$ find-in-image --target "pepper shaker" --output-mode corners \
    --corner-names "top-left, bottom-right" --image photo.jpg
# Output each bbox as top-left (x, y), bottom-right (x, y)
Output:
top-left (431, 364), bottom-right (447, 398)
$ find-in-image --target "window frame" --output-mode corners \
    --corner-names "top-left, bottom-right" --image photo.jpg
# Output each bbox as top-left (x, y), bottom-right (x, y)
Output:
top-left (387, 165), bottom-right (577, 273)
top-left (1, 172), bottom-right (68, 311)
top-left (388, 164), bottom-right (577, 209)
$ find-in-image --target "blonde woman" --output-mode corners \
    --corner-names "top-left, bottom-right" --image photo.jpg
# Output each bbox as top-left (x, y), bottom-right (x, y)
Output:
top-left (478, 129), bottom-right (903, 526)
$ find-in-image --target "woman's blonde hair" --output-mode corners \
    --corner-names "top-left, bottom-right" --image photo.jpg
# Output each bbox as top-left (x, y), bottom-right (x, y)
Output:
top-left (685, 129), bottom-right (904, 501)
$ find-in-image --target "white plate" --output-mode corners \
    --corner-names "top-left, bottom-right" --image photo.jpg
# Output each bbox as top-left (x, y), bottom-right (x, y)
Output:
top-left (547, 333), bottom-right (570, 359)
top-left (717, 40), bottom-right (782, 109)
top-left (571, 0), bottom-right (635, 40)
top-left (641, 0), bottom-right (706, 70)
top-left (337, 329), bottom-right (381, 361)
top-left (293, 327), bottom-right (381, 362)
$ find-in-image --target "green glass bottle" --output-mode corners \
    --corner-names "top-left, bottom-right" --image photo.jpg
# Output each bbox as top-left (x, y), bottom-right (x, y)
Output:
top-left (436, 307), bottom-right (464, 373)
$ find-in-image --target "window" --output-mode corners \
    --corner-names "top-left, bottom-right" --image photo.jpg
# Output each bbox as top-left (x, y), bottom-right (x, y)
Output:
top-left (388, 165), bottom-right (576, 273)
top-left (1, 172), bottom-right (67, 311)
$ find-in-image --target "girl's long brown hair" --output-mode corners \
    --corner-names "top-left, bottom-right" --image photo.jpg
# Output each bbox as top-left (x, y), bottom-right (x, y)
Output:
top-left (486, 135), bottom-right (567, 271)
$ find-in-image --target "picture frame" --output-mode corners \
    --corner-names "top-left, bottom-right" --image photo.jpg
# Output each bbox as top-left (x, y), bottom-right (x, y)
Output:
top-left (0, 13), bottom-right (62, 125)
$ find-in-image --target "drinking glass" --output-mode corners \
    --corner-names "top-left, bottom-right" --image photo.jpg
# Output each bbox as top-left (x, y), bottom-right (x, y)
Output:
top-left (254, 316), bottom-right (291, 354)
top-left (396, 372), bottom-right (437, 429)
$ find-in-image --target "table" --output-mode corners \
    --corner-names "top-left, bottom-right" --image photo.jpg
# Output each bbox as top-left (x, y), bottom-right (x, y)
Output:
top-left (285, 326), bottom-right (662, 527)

__REQUIRED WORK__
Restate each of the entries above verbatim.

__ANSWER SPACE__
$ find-in-image --target "pepper shaker" --output-mode corners \
    --corner-names "top-left, bottom-right" --image photo.jpg
# Output each bbox as top-left (x, y), bottom-right (x, y)
Output:
top-left (431, 364), bottom-right (447, 398)
$ find-in-image --target "window frame" --output-mode corners \
    --corner-names "top-left, bottom-right" --image photo.jpg
# Output each bbox as top-left (x, y), bottom-right (x, y)
Output:
top-left (387, 165), bottom-right (577, 273)
top-left (1, 172), bottom-right (68, 311)
top-left (388, 164), bottom-right (577, 209)
$ find-in-image --target "blonde woman" --output-mode corners \
    --corner-names "top-left, bottom-right" --image photo.jpg
# Output each bbox as top-left (x, y), bottom-right (x, y)
Output:
top-left (478, 129), bottom-right (903, 526)
$ find-in-image --target "woman's blonde hair" --output-mode corners \
    --corner-names "top-left, bottom-right" --image photo.jpg
# Output each bbox as top-left (x, y), bottom-right (x, y)
Output:
top-left (685, 129), bottom-right (904, 501)
$ find-in-image --target "white plate" --output-mode corners \
    --corner-names "top-left, bottom-right" --image photo.jpg
# Output each bbox as top-left (x, y), bottom-right (x, y)
Output:
top-left (547, 333), bottom-right (570, 359)
top-left (717, 40), bottom-right (782, 109)
top-left (571, 0), bottom-right (635, 40)
top-left (641, 0), bottom-right (706, 70)
top-left (337, 329), bottom-right (381, 361)
top-left (293, 327), bottom-right (381, 362)
$ find-in-image --target "green glass bottle" --output-mode corners \
    --corner-names "top-left, bottom-right" --image photo.jpg
# Output each bbox as top-left (x, y), bottom-right (x, y)
Output:
top-left (436, 307), bottom-right (464, 373)
$ find-in-image --target "window" --output-mode corners \
    --corner-names "top-left, bottom-right" --image photo.jpg
# Output each bbox as top-left (x, y), bottom-right (x, y)
Output:
top-left (388, 165), bottom-right (576, 273)
top-left (1, 172), bottom-right (67, 311)
$ find-in-image --target "girl's long brown hair" --output-mode corners \
    --corner-names "top-left, bottom-right" --image photo.jpg
# Output each bbox as top-left (x, y), bottom-right (x, y)
Output:
top-left (486, 135), bottom-right (567, 271)
$ find-in-image --target "picture frame" --output-mode corners \
    --corner-names "top-left, bottom-right" --image photo.jpg
# Output each bbox as top-left (x, y), bottom-right (x, y)
Output:
top-left (0, 13), bottom-right (62, 125)
$ find-in-image --target "drinking glass" --output-mode corners \
    --corner-names "top-left, bottom-right" --image photo.jpg
# Output each bbox as top-left (x, y), bottom-right (x, y)
Output:
top-left (254, 316), bottom-right (291, 354)
top-left (396, 372), bottom-right (437, 429)
$ find-in-image --target "table" --output-mode corners \
    --corner-names "top-left, bottom-right" --image photo.jpg
# Output each bbox as top-left (x, y), bottom-right (x, y)
Output:
top-left (285, 326), bottom-right (662, 527)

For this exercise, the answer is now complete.